PROBLEM TO WORK ON: Return every entry below exactly as written.

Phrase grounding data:
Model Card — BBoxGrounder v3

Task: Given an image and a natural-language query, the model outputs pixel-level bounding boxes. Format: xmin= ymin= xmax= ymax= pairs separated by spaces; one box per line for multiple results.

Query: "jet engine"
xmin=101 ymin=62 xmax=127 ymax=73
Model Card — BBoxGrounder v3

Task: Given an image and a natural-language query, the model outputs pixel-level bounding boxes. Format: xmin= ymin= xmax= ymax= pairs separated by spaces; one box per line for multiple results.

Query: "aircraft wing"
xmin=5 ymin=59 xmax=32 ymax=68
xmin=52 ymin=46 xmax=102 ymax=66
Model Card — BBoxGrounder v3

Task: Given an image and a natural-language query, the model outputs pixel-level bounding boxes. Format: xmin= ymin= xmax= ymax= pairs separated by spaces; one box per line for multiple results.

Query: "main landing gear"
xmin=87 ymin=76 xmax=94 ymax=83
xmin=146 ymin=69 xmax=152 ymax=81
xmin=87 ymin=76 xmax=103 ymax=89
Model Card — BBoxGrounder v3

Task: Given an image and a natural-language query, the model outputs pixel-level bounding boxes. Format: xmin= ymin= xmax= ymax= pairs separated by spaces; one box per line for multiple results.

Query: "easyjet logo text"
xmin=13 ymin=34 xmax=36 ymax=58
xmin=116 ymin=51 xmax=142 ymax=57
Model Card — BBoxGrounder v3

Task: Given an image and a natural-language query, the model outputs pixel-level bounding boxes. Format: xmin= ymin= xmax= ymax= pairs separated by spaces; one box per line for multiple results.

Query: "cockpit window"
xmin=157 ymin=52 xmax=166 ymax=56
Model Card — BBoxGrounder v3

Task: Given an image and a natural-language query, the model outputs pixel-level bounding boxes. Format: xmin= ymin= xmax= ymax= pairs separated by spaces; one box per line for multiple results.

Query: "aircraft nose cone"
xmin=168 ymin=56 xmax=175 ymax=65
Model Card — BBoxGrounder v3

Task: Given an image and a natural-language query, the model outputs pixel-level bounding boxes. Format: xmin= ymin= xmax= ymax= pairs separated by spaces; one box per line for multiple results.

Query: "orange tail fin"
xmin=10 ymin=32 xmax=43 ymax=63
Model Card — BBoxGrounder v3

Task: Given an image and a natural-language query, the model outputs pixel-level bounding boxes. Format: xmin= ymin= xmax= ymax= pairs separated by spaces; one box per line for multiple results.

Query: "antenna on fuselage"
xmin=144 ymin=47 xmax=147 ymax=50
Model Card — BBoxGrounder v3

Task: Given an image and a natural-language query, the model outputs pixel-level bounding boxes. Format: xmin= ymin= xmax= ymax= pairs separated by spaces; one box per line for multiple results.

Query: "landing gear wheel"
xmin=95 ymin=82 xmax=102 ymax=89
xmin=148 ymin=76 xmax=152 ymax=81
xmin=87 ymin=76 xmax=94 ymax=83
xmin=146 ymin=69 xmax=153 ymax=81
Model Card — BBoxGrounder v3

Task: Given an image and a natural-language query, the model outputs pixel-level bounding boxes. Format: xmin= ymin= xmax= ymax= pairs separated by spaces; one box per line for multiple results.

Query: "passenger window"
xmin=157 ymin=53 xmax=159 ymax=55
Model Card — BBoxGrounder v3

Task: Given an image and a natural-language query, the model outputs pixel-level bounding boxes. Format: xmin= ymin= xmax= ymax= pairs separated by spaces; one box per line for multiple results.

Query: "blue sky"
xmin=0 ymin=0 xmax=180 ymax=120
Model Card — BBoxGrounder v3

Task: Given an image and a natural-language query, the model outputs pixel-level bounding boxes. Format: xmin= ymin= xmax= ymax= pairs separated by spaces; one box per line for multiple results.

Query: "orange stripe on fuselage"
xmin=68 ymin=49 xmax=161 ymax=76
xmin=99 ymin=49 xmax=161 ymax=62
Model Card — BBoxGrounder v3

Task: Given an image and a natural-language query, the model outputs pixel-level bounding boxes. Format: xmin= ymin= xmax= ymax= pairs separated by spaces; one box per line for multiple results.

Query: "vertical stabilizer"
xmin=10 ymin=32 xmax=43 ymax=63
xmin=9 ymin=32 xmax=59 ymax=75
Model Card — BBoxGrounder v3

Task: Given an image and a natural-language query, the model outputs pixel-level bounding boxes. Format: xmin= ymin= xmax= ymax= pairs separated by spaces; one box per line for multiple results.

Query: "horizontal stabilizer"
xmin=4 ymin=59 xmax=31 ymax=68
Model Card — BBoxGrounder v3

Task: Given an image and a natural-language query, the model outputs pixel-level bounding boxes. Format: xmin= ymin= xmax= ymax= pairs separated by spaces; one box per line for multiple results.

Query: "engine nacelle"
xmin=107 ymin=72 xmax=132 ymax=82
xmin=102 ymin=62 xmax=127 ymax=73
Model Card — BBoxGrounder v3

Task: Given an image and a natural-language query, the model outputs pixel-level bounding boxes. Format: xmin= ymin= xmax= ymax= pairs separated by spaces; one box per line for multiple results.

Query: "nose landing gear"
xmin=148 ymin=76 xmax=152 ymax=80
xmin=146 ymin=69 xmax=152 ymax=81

SOLUTION BELOW:
Model Card — BBoxGrounder v3

Task: Given an image and a natural-language query, the model outputs pixel-level bounding boxes. Format: xmin= ymin= xmax= ymax= pairs separated by spaces; one box per line for multiple results.

Query: "jet engine"
xmin=101 ymin=62 xmax=127 ymax=73
Model Card — BBoxGrounder v3

Task: Given an image and a natural-language query, the model outputs pixel-level bounding boxes. Format: xmin= ymin= xmax= ymax= pairs separated by spaces; one box per line for multiple results.

Query: "aircraft wing"
xmin=5 ymin=59 xmax=32 ymax=68
xmin=52 ymin=46 xmax=102 ymax=66
Model Card — BBoxGrounder v3

Task: Given an image and a natural-language query, the model outputs pixel-level bounding boxes. Format: xmin= ymin= xmax= ymax= pairs separated by spaces; one box per line for multiple results.

Query: "main landing gear"
xmin=87 ymin=76 xmax=94 ymax=83
xmin=146 ymin=69 xmax=152 ymax=81
xmin=87 ymin=76 xmax=103 ymax=89
Model Card — BBoxGrounder v3

Task: Given an image and a natural-language query, the model outputs pixel-level bounding boxes. Format: xmin= ymin= xmax= ymax= pairs separated by spaces; one box per line for multiple results.

Query: "easyjet logo text"
xmin=13 ymin=34 xmax=36 ymax=58
xmin=116 ymin=51 xmax=142 ymax=57
Model Card — BBoxGrounder v3

Task: Given an image and a natural-language query, the model outputs pixel-level bounding boxes. Format: xmin= ymin= xmax= ymax= pairs separated by spaces; one box per line for multiple results.

Query: "cockpit window"
xmin=157 ymin=52 xmax=166 ymax=56
Model Card — BBoxGrounder v3

Task: Given an image and a natural-language query, the model outputs pixel-level bounding boxes. Format: xmin= ymin= xmax= ymax= pairs separated by spaces; one box per line for multiple results.

Query: "aircraft nose cone"
xmin=168 ymin=56 xmax=175 ymax=65
Model Card — BBoxGrounder v3

Task: Given an image and a natural-language query, the model outputs pixel-level bounding boxes. Format: xmin= ymin= xmax= ymax= pairs separated by spaces; one box per line for multiple results.

Query: "orange tail fin"
xmin=10 ymin=32 xmax=43 ymax=63
Model Card — BBoxGrounder v3

Task: Given an image and a natural-language query, the model outputs pixel-level bounding boxes. Format: xmin= ymin= xmax= ymax= pairs separated by spaces; one box per line for multiple results.

Query: "antenna on fuselage"
xmin=144 ymin=47 xmax=147 ymax=50
Model Card — BBoxGrounder v3

Task: Given an image and a natural-language query, the model outputs pixel-level bounding boxes. Format: xmin= ymin= xmax= ymax= pairs separated by spaces; one box per line for multiple results.

Query: "landing gear wheel"
xmin=95 ymin=82 xmax=102 ymax=89
xmin=148 ymin=76 xmax=152 ymax=81
xmin=87 ymin=76 xmax=94 ymax=83
xmin=146 ymin=69 xmax=153 ymax=81
Model Card — BBoxGrounder v3

Task: Given an image and a natural-language query, the model outputs pixel-level bounding boxes. Format: xmin= ymin= xmax= ymax= pairs separated by spaces; one box per line for multiple results.

Query: "passenger window"
xmin=157 ymin=53 xmax=159 ymax=55
Model Card — BBoxGrounder v3

Task: Given an image and a natural-language query, the model outputs pixel-level bounding boxes. Format: xmin= ymin= xmax= ymax= pairs separated by spaces; one box per line for multiple results.

Query: "blue sky"
xmin=0 ymin=0 xmax=180 ymax=120
Model Card — BBoxGrounder v3

Task: Given an image and a natural-language query, the model outputs pixel-level bounding boxes. Format: xmin= ymin= xmax= ymax= pairs separated by spaces; one box per line for multiple results.

Query: "orange stripe on fuselage"
xmin=68 ymin=49 xmax=161 ymax=76
xmin=99 ymin=49 xmax=161 ymax=62
Model Card — BBoxGrounder v3

Task: Given an image and a natural-language query, the model outputs pixel-level bounding boxes. Format: xmin= ymin= xmax= ymax= pairs separated by spaces; one box per line for multiple results.

Query: "vertical stabilizer"
xmin=10 ymin=32 xmax=43 ymax=63
xmin=9 ymin=32 xmax=59 ymax=75
Model Card — BBoxGrounder v3

Task: Given an image and a natural-language query, the model outputs pixel-level bounding boxes. Format: xmin= ymin= xmax= ymax= pairs separated by spaces; one box per line for multiple results.

Query: "horizontal stabilizer"
xmin=4 ymin=59 xmax=31 ymax=68
Model Card — BBoxGrounder v3

Task: Given an image and a natural-language query, the model outputs pixel-level bounding boxes. Format: xmin= ymin= xmax= ymax= pairs separated by spaces; one box per line for multiple results.

Query: "engine nacelle"
xmin=107 ymin=72 xmax=132 ymax=82
xmin=102 ymin=62 xmax=127 ymax=73
Model Card — BBoxGrounder v3

Task: Given an image and a natural-language query, the model outputs pixel-level bounding boxes. Format: xmin= ymin= xmax= ymax= pairs separated by spaces; one box per line for multiple results.

Query: "nose landing gear"
xmin=148 ymin=76 xmax=152 ymax=80
xmin=146 ymin=69 xmax=152 ymax=81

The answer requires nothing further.